▸ **What you need to do**
Would you please repeat the material exactly, from the first line to the last?

▸ **Records provided**
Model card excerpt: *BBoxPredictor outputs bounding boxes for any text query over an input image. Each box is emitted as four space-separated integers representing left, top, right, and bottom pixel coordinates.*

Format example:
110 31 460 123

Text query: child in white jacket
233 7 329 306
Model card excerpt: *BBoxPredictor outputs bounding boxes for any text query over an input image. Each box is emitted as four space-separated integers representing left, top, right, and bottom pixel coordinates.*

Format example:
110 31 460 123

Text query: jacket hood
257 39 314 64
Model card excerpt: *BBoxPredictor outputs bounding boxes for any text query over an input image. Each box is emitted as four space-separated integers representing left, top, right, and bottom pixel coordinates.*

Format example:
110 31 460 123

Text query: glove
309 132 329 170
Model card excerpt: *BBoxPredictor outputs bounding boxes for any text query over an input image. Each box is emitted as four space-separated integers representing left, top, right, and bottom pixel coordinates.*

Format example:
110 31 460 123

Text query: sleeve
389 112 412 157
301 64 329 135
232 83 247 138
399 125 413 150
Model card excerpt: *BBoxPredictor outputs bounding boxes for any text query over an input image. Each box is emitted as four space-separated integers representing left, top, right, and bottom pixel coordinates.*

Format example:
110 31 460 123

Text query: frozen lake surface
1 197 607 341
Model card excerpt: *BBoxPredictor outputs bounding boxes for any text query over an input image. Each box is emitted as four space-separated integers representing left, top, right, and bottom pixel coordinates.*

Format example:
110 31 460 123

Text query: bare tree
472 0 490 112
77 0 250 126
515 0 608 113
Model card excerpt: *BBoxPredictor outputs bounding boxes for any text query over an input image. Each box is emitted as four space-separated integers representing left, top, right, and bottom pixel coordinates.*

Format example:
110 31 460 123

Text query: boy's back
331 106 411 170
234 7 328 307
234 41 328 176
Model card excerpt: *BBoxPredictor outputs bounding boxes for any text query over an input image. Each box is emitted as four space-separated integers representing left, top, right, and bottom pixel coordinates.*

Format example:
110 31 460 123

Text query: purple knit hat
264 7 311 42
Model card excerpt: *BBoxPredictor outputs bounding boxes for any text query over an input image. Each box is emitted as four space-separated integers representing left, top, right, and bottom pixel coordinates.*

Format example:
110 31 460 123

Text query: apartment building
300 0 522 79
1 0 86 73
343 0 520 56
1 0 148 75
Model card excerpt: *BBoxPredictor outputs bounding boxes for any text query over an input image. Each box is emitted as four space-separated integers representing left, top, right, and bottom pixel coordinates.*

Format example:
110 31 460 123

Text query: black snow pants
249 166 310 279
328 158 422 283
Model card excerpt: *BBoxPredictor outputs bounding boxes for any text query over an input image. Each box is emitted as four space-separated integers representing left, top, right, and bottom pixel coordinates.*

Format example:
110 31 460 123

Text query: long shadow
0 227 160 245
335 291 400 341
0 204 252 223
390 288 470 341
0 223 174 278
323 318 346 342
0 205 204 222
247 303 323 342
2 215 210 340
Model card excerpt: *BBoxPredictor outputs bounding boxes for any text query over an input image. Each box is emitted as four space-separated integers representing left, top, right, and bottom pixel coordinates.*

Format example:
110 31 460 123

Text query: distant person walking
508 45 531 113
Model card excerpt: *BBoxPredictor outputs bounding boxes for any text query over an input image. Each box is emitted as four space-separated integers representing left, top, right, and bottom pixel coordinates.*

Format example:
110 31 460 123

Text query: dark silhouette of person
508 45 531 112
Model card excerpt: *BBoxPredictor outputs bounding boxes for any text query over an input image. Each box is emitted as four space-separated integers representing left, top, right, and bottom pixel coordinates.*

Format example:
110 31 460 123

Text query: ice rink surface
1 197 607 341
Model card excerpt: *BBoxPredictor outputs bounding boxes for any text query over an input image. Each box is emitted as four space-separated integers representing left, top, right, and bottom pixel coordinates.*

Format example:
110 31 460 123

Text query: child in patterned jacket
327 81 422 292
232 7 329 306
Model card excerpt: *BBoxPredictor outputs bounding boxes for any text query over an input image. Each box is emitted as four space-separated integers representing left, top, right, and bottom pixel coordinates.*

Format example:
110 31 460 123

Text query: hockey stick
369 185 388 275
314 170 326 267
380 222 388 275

▸ **Your solution**
Model card excerpt: *BBoxPredictor outputs bounding boxes for any text query over an input image. Each box is emitted as four space-separated integers representing left, top, right, and bottom pixel coordinates.*

Format example:
110 31 460 123

Text query: child in white jacket
233 7 329 306
Model card excerpt: *BBoxPredictor outputs bounding boxes for any text query over an input image. Each box is emitted as four space-separated integers representing left, top, right, and bottom pixel coordinates.*

Format example:
110 31 460 123

Text query: jacket hood
257 39 314 64
Model card excerpt: *BBoxPredictor outputs bounding boxes for any text query over an input image. Each box is emitted as four space-separated integers representing left, top, right, and bottom pixel coordinates.*

Format example:
110 31 460 123

Text query: glove
309 132 329 170
Model card excerpt: *BBoxPredictor outputs bounding boxes for any text query over an input image. Each box is emitted as four space-separated integers representing left, top, right, and bottom pixel coordinates.*

Format example:
110 31 460 123

Text query: sleeve
389 112 412 157
301 64 329 135
232 83 247 138
399 125 413 150
Model card excerpt: *BBoxPredictor outputs bounding boxes for any text query over an input image. Each box is emitted as four space-separated integers representing left, top, right, and bottom pixel coordinates.*

Format example:
110 31 460 123

Text query: frozen lake surface
1 197 607 341
Model card excerpt: *BBoxPredictor outputs bounding boxes for any text query over an input image. Each box is emitted as four space-separated integers representing left, top, right, and bottom pixel coordinates.*

Format example:
110 31 460 123

Text query: bare tree
472 0 490 112
77 0 250 126
515 0 608 113
Model card excerpt: *BBoxPredictor outputs bounding boxes for any text query over an input image. Each box is emitted as four space-separated integers representing left, top, right, and bottom pixel coordinates.*

Format example:
110 31 460 123

Text query: boy's back
331 106 411 170
234 7 328 307
234 41 328 176
Model card excerpt: *BBoxPredictor outputs bounding boxes for any text query over an input image. Each box is emitted as four space-separated integers representing left, top, right, and bottom pixel coordinates.*

Format example:
110 31 460 123

Text query: purple knit hat
264 7 311 42
Model card excerpt: *BBoxPredictor outputs bounding boxes for any text query over an input image. Each box is emitted as four space-separated integers representing left, top, right, and bottom pixel coordinates.*

Format example:
110 31 460 123

Text query: apartment building
300 0 522 79
1 0 86 73
343 0 520 56
1 0 148 75
Model card excerpt: *BBoxPredictor outputs bounding boxes for any text query over an input image. Each box is emitted as four space-separated integers representing left, top, right, and bottom pixel coordinates.*

Format example:
110 31 460 123

Text query: black snow pants
249 166 310 279
328 158 422 283
Model card excerpt: *BBoxPredictor outputs bounding boxes for any text query over an input image. Each box is emitted as four space-separated integers representing left, top, right, and bottom pixel coordinates.*

Format example:
110 31 460 123

Text query: long shadow
0 227 160 245
335 291 400 341
0 204 252 223
390 288 470 341
0 223 174 278
323 318 346 342
0 205 204 222
247 303 323 342
2 215 210 340
Model card excerpt: *BBoxPredictor outputs bounding boxes for any text query over an input image. Each box is emitted as four space-separated integers representing left, top, right, and bottom pixel coordinates.*

Format example:
110 31 460 123

Text query: distant person walking
508 45 531 113
Model card excerpt: *BBoxPredictor outputs bounding boxes for any text query over an input image. Each box is emitted as four space-separated integers representing left, top, right, and bottom pixel coordinates.*

Format example:
110 31 460 123

Text query: dark silhouette of person
508 45 531 112
Model card excerpt: *BBoxPredictor outputs bounding boxes for any text query over an input image. Each box is emitted as four space-separated integers representing left, top, right, and bottom pixel coordinates.*

Format example:
110 31 460 123

Text query: ice rink surface
1 197 607 341
Model card excerpt: *BBoxPredictor outputs bounding boxes for any text query over an input image. Each box is emitted as four space-separated integers representing left, top, right, and bottom pixel coordinates.*

Format example:
110 31 460 123

Text query: child in patterned jacket
327 81 422 292
232 7 329 306
Model card excerpt: *BBoxPredictor outputs bounding boxes for any text query over an input image. Each box is emitted as four space-separated integers representing left, top, right, and bottom pixel coordinates.*

Format example:
110 31 460 123

Text query: hockey stick
369 185 388 275
314 170 326 267
380 222 388 275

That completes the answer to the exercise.